The Institute for Economics and the Environment at Portland State hosted the second presentation in its winter speaker series, “Environment, Economics, and You” on Feb. 8. Riley Dunlap, regents professor of sociology at Oklahoma State University, gave a presentation titled, “How Climate Change Became Controversial.” His research attempts to explain the contradictions between the ever-growing scientific evidence of the reality and seriousness of global warming and declining public concern.
The first presentation in the series featured Richard B. Norgaard, professor emeritus of energy and resources at University of California, Berkeley, who discussed how the purposeful separation of economic reasoning from moral reasoning has contributed to the global failure to address climate change. In the introduction to the second presentation, Dr. Randy Bluffstone, professor of economics at PSU and the director of the Institute for Economics and the Environment, acknowledged that economists have increasingly been compelled to take a broader view of human nature.
“More and more we’ve been called upon to acknowledge behaviors that we in our discipline have typically viewed as anomalies,” Bluffstone explained. “Frankly, our colleagues in sociology, psychology, and other disciplines have highlighted this for a long time, and we’re catching up.”

#### Exercise task A
Copy out the speaker-series article word for word.
The speaker-series article and the entries are separate material.

#### Material supplied
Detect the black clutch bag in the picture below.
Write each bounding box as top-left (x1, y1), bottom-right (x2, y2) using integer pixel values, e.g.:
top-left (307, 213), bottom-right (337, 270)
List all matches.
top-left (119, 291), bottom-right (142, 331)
---
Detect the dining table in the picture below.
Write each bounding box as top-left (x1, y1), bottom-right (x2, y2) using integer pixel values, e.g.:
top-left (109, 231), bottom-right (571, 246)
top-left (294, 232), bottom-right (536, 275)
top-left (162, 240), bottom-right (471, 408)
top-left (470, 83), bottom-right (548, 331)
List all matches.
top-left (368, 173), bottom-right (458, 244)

#### Exercise task B
Recast the entries from the line with "Detect the black" up to and including the line with "top-left (119, 291), bottom-right (142, 331)" as a numbered list, leaving out any blank lines.

#### Reply A
The Institute for Economics and the Environment at Portland State hosted the second presentation in its winter speaker series, “Environment, Economics, and You” on Feb. 8. Riley Dunlap, regents professor of sociology at Oklahoma State University, gave a presentation titled, “How Climate Change Became Controversial.” His research attempts to explain the contradictions between the ever-growing scientific evidence of the reality and seriousness of global warming and declining public concern.
The first presentation in the series featured Richard B. Norgaard, professor emeritus of energy and resources at University of California, Berkeley, who discussed how the purposeful separation of economic reasoning from moral reasoning has contributed to the global failure to address climate change. In the introduction to the second presentation, Dr. Randy Bluffstone, professor of economics at PSU and the director of the Institute for Economics and the Environment, acknowledged that economists have increasingly been compelled to take a broader view of human nature.
“More and more we’ve been called upon to acknowledge behaviors that we in our discipline have typically viewed as anomalies,” Bluffstone explained. “Frankly, our colleagues in sociology, psychology, and other disciplines have highlighted this for a long time, and we’re catching up.”

#### Reply B
1. Detect the black clutch bag in the picture below.
2. Write each bounding box as top-left (x1, y1), bottom-right (x2, y2) using integer pixel values, e.g.:
3. top-left (307, 213), bottom-right (337, 270)
4. List all matches.
5. top-left (119, 291), bottom-right (142, 331)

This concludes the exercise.